Así, vuelto a Damasco, lleno
del Espíritu Santo, Pablo predicó que Jesús es el Hijo de Dios. Como
consecuencia inmediata, los judíos se concertaron para matarlo… Salió hacia
Jerusalén, donde les habló a los gentiles y discutió con los griegos, actuando
en la confianza del nombre del Señor. El mismo resultado: trataron de matarlo.
Entonces, salió a Cesarea y Tarso. Luego volverá a Jerusalén, pero desde ahora
su ministerio se realizaría según las visiones del Espíritu Santo, a quien
Pablo se siente enteramente sometido en todo lugar.
No dejará de vincularse a
Pedro y a los Apóstoles en toda su predicación. No olvidará la comunidad pobre
de Jerusalén. Además es el mismo único Espíritu Santo que lo guía y guiará a
todos los Apóstoles, de una manera visible en ese período de fundación de la
Iglesia.
Lo previo es, entonces, de
una importancia capital: estar unido a Pedro y a los Apóstoles, como debemos
estar unidos hoy a Pedro y a la Iglesia de Roma. No puede haber duda sobre este
punto; cuando los judíos convertidos funden acusaciones sobre él a propósito de
la necesidad de la circuncisión para ser salvos (Hechos, XV), irá a las
cercanías de la Iglesia de Jerusalén a fin de someter el litigio y retener el
juicio.

**DATOS**:
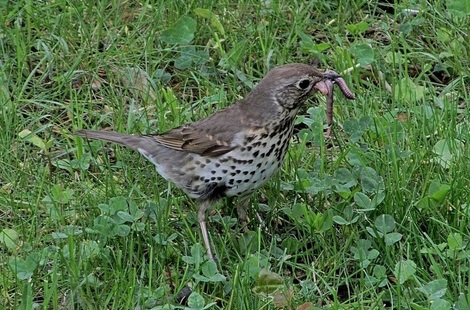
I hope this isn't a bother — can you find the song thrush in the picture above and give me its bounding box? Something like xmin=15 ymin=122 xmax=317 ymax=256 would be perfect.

**QUÉ HARÁS**:
A – Cambia "Cesarea" por "Antioquía" en el fragmento del texto sobre Pablo que abre con las palabras que contienen "Entonces, salió a" y cierra con "en todo lugar.", y escribe ese fragmento de nuevo.
B – Prolonga el texto sobre Pablo a partir del punto en que termina.
Los datos no intervienen en esto.

**RESPUESTAS POR TAREA**:
A –
Entonces, salió a Antioquía y Tarso. Luego volverá a Jerusalén, pero desde ahora
su ministerio se realizaría según las visiones del Espíritu Santo, a quien
Pablo se siente enteramente sometido en todo lugar.

B –
Estando asegurada esta unión
con la cabeza de la Iglesia, Pablo seguirá las imposiciones del Espíritu Santo,
que lo guiará en su vida y su ministerio cotidiano. Es el mismo Espíritu del
Señor que guarda la Iglesia en su fe y que se encuentra presente en el alma de
Pablo por la gracia del Santísimo, por la imposición de las manos de Ananías.
Esta profunda y absoluta
unidad en su vida es lo que le implicará los reproches a Pedro, al parecerle
que iba en contra de lo que decidió como jefe de la Iglesia de Jerusalén,
cuando en Antioquía evite a los incircuncisos (Gálatas, II, 11).
Así convertido y
transformado por el Espíritu Santo, Pablo se puso en camino y, en todo lugar,
predicó primero a los judíos, a quienes gracias particulares de preparación
tendrían que disponer a la conversión, luego a los gentiles, a pesar de la
arisca oposición de los judíos, que a menudo sublevaron a las poblaciones
contra él: “cuando llegaron a Salamina, predicaron la palabra de Dios en las
sinagogas de los judíos”.
Ya en Antioquía de Pisidia
se notaron los resultados: “El sábado siguiente, casi toda la mitad se juntó
para escuchar la palabra de Dios. Los judíos, viendo las muchedumbres se
llenaron de furor y contradijeron a Pablo y blasfemaban. Entonces, Pablo y
Bernabé les dijeron: debíamos predicarles en primer lugar la palabra de Dios,
pero puesto que la rechazan, se juzgan indignos de la vida eterna, por eso nos
dirigimos hacia los gentiles”.
Sin embargo, importa
remarcar que un buen número de judíos se convertían, pero un grupo cada vez más
importante sublevaba las poblaciones contra ellos: “Creyeron todos los que
estaban predestinados a la vida eterna” (Hechos, XIII, 48).
Esta conclusión muestra la
acción de la gracia todopoderosa de Dios. Esto no suprime el mérito de los
creyentes. Los neófitos están instruidos, pues Pablo prolonga sus estadías por
semanas y meses; en Corinto, por ejemplo, permanece un año y medio: “Permanece
aquí un año y seis meses, enseñándoles la palabra de Dios” (Hechos, XVIII,
11). También son bautizados: “Muchos de los corintios escucharon, creyeron y
fueron bautizados” (Hechos, XVIII, 8).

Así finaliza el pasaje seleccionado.